> **DO THIS**
Starting with the line that contains "Reviewer note: confirm that every instance of the blue", reproduce each line through the end of the entries exactly as written.
— Start of TASK INPUT —
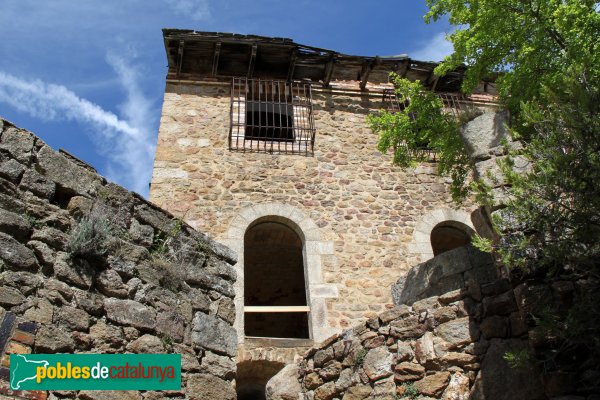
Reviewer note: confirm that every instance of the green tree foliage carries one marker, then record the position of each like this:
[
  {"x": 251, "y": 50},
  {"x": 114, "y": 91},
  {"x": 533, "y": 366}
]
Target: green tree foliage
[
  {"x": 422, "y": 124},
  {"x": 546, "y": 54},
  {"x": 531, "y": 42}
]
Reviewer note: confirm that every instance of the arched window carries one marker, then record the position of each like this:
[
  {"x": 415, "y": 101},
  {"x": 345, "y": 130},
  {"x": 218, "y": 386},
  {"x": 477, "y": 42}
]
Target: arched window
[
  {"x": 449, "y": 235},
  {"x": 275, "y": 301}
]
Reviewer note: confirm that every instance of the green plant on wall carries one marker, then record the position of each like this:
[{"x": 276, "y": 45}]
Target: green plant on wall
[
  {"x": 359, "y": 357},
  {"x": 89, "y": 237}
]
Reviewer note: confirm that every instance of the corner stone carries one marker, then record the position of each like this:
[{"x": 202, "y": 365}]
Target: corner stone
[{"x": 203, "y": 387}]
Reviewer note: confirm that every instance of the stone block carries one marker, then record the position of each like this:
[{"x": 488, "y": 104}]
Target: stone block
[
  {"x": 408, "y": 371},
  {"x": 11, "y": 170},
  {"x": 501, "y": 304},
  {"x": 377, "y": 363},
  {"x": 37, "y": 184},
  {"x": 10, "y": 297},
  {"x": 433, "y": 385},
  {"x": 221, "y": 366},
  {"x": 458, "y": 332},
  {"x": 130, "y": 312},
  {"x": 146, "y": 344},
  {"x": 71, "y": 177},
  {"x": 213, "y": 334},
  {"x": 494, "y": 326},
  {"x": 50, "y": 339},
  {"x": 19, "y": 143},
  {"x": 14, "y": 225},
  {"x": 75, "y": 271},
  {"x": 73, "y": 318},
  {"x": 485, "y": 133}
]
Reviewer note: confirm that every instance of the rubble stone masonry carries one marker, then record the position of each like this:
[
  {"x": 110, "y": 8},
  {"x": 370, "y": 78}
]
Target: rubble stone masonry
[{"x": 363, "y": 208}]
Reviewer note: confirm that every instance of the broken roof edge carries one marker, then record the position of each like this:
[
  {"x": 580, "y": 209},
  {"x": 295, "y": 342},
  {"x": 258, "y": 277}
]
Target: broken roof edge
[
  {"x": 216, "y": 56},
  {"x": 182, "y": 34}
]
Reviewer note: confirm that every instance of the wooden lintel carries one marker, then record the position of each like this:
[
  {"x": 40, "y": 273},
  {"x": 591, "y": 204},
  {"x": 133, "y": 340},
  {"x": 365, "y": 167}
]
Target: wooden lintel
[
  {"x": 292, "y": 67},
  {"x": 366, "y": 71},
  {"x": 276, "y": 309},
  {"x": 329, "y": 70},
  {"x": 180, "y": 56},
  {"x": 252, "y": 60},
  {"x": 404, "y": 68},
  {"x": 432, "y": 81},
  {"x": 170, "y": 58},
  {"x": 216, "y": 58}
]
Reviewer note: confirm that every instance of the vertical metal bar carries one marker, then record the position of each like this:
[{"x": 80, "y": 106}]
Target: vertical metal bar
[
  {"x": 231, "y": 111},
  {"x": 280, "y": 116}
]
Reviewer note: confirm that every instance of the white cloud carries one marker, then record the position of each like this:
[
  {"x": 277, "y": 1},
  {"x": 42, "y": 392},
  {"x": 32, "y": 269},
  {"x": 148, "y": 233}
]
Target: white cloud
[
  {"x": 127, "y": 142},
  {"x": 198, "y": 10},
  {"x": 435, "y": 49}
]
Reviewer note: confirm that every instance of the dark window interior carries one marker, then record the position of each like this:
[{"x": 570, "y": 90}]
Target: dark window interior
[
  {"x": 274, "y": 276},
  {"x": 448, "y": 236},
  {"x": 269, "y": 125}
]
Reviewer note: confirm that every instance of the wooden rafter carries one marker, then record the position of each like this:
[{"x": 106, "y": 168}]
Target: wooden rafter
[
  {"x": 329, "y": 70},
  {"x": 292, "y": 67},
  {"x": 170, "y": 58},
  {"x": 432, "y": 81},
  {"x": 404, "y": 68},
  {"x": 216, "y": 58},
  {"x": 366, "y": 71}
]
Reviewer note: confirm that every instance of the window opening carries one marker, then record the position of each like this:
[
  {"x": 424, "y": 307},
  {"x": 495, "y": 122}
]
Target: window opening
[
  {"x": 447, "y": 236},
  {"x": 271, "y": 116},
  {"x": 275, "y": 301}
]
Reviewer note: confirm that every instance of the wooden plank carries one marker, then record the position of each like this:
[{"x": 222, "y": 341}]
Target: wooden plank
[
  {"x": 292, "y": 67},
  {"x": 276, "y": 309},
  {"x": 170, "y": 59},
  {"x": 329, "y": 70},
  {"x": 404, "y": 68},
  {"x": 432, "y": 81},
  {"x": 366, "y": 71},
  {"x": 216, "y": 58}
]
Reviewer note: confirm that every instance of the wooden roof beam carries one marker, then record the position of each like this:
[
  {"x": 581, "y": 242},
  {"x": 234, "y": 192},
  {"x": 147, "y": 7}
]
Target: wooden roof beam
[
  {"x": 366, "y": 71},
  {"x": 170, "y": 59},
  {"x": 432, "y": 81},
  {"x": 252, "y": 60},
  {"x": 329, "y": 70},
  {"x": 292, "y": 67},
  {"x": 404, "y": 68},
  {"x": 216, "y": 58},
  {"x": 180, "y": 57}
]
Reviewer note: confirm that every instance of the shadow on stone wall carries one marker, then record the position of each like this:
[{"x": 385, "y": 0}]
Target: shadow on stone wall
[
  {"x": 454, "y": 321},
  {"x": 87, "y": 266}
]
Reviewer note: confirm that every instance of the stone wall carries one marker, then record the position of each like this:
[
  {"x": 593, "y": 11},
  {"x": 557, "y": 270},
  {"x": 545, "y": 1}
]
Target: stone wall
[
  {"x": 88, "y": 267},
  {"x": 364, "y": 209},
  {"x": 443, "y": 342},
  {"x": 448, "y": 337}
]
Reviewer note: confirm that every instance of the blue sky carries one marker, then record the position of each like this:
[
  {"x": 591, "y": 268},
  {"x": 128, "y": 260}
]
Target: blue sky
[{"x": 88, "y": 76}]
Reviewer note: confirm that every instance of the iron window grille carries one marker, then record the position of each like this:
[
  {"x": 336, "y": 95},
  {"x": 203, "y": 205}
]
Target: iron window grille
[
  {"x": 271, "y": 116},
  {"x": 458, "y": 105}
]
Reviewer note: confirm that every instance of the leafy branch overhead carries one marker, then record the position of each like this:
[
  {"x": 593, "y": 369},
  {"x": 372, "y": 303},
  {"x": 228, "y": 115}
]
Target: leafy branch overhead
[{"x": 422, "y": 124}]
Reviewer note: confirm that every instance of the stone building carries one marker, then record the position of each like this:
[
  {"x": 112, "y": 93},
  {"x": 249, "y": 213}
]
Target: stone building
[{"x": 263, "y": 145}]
— End of TASK INPUT —
> **WRITTEN RESPONSE**
Reviewer note: confirm that every instance of the blue sky carries one marker, then record the position of each like this:
[
  {"x": 591, "y": 268},
  {"x": 128, "y": 260}
]
Target: blue sky
[{"x": 88, "y": 76}]
Reviewer note: confirm that every instance of the iron window grille carries one marker, then record the position of each like this:
[
  {"x": 336, "y": 95},
  {"x": 203, "y": 205}
]
Target: iron window grille
[
  {"x": 271, "y": 116},
  {"x": 458, "y": 105}
]
Reviewer note: confirm that every instance of the leafy branch overhead carries one marker, then record the position of each like this:
[
  {"x": 593, "y": 369},
  {"x": 372, "y": 303},
  {"x": 228, "y": 115}
]
Target: leafy branch overhead
[{"x": 422, "y": 124}]
Reviewer note: confirm that every instance of the stone building carries one marker, then record the position of each like this:
[
  {"x": 112, "y": 93},
  {"x": 249, "y": 213}
]
Target: stone building
[{"x": 263, "y": 145}]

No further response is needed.